▶ _WHAT YOU ARE ASKED TO DO_: Reproduce the items below word for word, starting at the line that contains "Practice step: locate the person in" and ending at the line that contains "x=483, y=324".

[Recorded data]
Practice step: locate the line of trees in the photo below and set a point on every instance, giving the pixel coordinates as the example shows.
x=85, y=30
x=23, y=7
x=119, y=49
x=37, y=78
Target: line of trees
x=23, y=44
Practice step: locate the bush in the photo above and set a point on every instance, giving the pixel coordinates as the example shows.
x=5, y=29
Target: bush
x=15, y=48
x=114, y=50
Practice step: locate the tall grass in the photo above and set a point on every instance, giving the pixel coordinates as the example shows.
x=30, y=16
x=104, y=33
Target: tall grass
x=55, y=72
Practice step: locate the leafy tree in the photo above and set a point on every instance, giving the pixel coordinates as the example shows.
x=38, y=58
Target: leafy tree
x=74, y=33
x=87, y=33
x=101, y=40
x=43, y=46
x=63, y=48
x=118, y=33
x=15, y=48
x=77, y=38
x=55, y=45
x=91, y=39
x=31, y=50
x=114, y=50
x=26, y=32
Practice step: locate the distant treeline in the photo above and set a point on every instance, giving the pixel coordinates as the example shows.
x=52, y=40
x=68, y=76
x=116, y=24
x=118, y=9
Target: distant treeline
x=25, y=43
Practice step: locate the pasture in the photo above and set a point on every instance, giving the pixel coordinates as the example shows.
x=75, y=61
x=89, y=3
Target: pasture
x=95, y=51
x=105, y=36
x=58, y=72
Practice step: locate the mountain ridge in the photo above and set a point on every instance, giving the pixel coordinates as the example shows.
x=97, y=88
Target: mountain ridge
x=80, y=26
==
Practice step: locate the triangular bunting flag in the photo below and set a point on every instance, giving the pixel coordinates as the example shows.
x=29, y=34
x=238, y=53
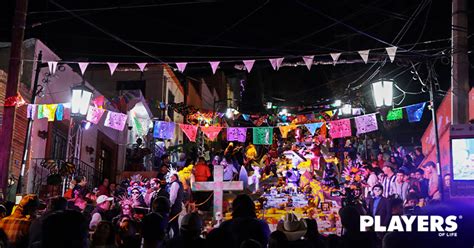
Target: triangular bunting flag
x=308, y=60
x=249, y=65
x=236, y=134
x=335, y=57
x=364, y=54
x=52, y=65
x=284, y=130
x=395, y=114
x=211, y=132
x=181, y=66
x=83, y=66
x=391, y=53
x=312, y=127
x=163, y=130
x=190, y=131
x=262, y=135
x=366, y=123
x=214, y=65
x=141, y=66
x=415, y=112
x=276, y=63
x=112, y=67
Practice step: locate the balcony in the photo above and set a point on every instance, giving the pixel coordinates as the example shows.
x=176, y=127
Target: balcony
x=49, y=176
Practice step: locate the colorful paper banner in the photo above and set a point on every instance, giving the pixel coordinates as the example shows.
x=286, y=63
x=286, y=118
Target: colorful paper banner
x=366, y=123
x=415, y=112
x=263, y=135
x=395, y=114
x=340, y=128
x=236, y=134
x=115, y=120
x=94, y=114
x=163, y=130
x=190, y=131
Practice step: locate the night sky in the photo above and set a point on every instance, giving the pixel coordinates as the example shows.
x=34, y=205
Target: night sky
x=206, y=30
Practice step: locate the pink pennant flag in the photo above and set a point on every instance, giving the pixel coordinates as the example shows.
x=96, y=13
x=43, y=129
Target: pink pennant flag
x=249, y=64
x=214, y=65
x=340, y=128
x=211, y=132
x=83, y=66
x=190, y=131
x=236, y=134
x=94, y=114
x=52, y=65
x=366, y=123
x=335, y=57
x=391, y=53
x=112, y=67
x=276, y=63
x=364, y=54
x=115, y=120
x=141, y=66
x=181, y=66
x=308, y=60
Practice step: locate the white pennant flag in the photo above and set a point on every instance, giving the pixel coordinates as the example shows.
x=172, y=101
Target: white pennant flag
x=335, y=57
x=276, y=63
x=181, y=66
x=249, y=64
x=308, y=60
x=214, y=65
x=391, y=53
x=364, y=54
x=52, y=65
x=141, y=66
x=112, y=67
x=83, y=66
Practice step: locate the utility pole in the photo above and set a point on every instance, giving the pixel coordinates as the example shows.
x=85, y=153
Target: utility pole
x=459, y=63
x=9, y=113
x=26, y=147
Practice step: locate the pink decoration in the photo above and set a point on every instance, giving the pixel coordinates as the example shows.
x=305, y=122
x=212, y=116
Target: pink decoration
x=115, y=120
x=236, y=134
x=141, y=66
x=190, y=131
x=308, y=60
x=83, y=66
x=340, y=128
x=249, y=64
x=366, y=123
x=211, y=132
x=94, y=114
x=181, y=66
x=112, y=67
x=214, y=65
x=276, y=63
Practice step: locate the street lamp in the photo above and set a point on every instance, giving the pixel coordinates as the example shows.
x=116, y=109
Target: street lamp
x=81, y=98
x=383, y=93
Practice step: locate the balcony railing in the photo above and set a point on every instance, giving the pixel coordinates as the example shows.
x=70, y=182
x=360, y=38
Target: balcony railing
...
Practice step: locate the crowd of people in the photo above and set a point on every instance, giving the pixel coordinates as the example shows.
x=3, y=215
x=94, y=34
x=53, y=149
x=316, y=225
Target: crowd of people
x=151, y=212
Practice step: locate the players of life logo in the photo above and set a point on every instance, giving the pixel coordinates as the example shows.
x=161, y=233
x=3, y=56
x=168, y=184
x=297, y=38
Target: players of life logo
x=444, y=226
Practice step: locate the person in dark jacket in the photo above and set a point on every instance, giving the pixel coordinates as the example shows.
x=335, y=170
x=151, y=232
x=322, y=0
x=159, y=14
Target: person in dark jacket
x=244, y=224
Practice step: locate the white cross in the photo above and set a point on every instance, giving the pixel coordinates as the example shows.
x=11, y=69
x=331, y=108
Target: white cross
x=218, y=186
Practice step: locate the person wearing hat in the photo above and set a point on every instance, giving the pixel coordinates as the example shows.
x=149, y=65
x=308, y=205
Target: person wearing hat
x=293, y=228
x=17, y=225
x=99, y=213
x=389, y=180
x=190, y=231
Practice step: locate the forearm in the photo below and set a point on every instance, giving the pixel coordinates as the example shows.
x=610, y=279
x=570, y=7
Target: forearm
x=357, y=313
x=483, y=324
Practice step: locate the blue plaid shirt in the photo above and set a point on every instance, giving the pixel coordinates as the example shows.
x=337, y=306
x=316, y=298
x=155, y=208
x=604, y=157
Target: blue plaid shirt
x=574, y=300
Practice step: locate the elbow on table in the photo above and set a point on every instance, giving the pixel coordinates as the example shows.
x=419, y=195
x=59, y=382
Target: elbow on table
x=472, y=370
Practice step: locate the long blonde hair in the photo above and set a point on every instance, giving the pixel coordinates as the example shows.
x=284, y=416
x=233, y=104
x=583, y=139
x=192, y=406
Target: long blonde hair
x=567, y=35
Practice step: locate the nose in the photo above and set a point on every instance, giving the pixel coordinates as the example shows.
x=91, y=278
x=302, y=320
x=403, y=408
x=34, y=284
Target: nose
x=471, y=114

▶ _CORRECT RESPONSE_:
Practice step: locate the person in dark jacket in the photo above and set a point on every instance, giving the pixel coordinates as the example shows.
x=335, y=170
x=151, y=232
x=322, y=0
x=159, y=14
Target: person in dark jacket
x=244, y=224
Practice step: locate the white cross in the photo above and set a point on every instance, giving the pixel coordinates as the example shows.
x=11, y=69
x=331, y=108
Target: white cross
x=218, y=186
Practice step: locate the person wearing hat in the photo above and set a point on every instance, giving the pixel coordinates as the example shows.
x=149, y=65
x=308, y=205
Target: person wearing hat
x=293, y=228
x=17, y=225
x=99, y=213
x=389, y=180
x=190, y=231
Practice step: locate the forearm in the photo below and set a point on every instance, giving the pixel coordinates as the example shows.
x=610, y=279
x=570, y=7
Target: forearm
x=357, y=313
x=483, y=324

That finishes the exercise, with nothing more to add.